Text segment:

<<<<

The families of flowering plants
~ Geraniaceae, rather than Oxalidaceae
Habit and leaf form. Stemless herbs. Perennial (with a thick taproot); with a basal aggregation of leaves. Leaves alternate; spiral; simple. Lamina dissected; pinnatifid. Leaves exstipulate.
Stem anatomy. Sieve-tube plastids S-type.
Reproductive type, pollination. Fertile flowers hermaphrodite. Plants hermaphrodite.
Inflorescence, floral, fruit and seed morphology. Flowers aggregated in inflorescences; in cymes. The ultimate inflorescence unit cymose. Inflorescences radical, pedunculate or epedunculate 19-flowered cymes. Flowers regular; 5 merous; cyclic; polycyclic. Floral receptacle developing a gynophore (the gynoecium attached to a central column). Free hypanthium absent.

>>>>

Dataset extract:
<<<<

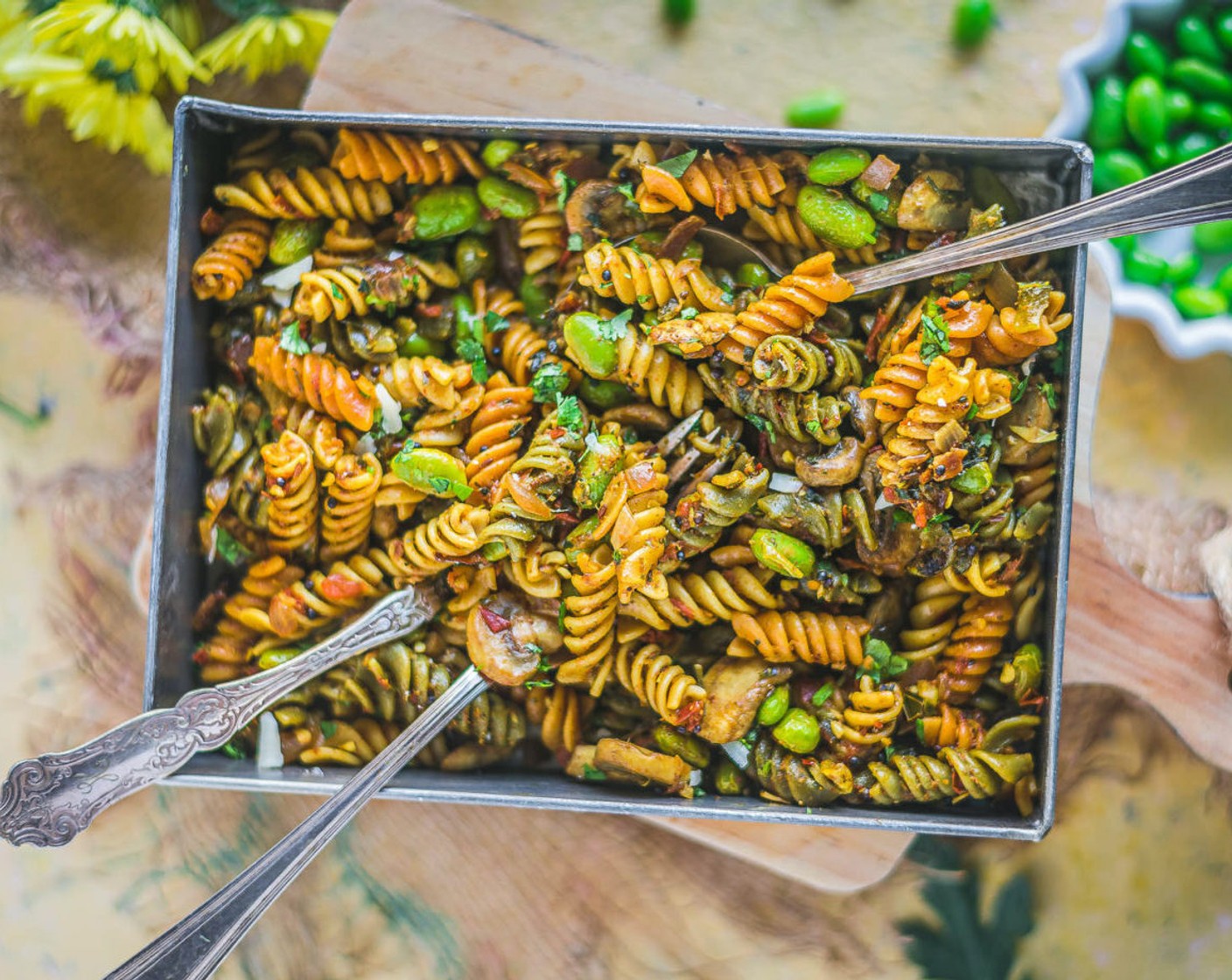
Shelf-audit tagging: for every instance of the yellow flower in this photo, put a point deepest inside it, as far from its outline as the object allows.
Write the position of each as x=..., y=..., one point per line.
x=126, y=33
x=100, y=104
x=269, y=42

>>>>

Explore the material:
1) According to the plant family description, what is attached to the central column that the floral receptacle develops?
2) Write the next part of the plant family description, starting after its final sentence.

Exercise answers:
1) The gynoecium is attached to the central column, which forms a gynophore.

2)
Perianth with distinct calyx and corolla; 10; 2 whorled; isomerous. Calyx 5; 1 whorled; polysepalous; regular; persistent; strongly imbricate. Corolla 5; 1 whorled; polypetalous; contorted.
Androecium 15. Androecial members free of the perianth; free of one another; 3 whorled. Androecium exclusively of fertile stamens. Stamens 15; triplostemonous; filantherous (the filaments subulate, persistent). Anthers dorsifixed; dehiscing via longitudinal slits; introrse. Pollen grains aperturate; 3 aperturate; colporate.
Gynoecium 5 carpelled. Carpels isomerous with the perianth. The pistil 5 celled. Gynoecium syncarpous; eu-syncarpous; superior. Ovary 5 locular (and five lobed); stipitate. Gynoecium stylate (the style filiform). Styles 1; apical. Stigmas 1; capitate. Placentation axile. Ovules 20–50 per locule (many); biseriate; non-arillate; anatropous to campylotropous (becoming campylotropous after fertilization, via a bulge from the inner integument on the raphal side cf. Geraniaceae); bitegmic; crassinucellate. Outer integument contributing to the micropyle. Hypostase present. Endosperm formation ab initio nuclear, or cellular (subsequently, commencing around the embryo).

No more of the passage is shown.